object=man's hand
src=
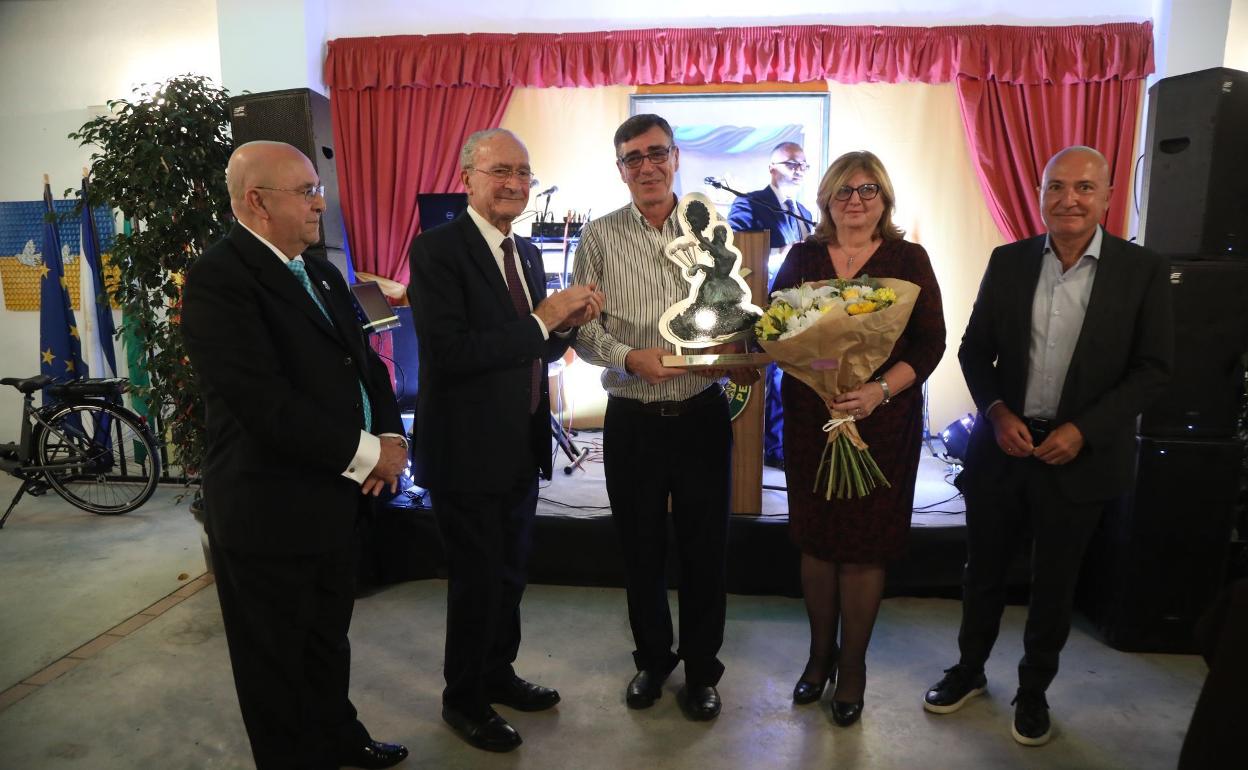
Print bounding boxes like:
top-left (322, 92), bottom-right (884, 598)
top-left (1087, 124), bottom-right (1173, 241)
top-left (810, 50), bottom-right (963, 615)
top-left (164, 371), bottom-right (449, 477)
top-left (359, 436), bottom-right (407, 497)
top-left (1036, 423), bottom-right (1083, 465)
top-left (624, 348), bottom-right (686, 384)
top-left (533, 283), bottom-right (607, 332)
top-left (985, 402), bottom-right (1036, 457)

**To be done**
Copy every line of the entries above word for word, leaving out the pictures.

**Result below**
object=man's hand
src=
Print bounding boxes like:
top-left (322, 92), bottom-right (884, 598)
top-left (1087, 124), bottom-right (1173, 241)
top-left (810, 50), bottom-right (963, 615)
top-left (164, 371), bottom-right (449, 477)
top-left (359, 436), bottom-right (407, 497)
top-left (1036, 423), bottom-right (1083, 465)
top-left (624, 348), bottom-right (686, 384)
top-left (533, 283), bottom-right (607, 332)
top-left (985, 402), bottom-right (1036, 457)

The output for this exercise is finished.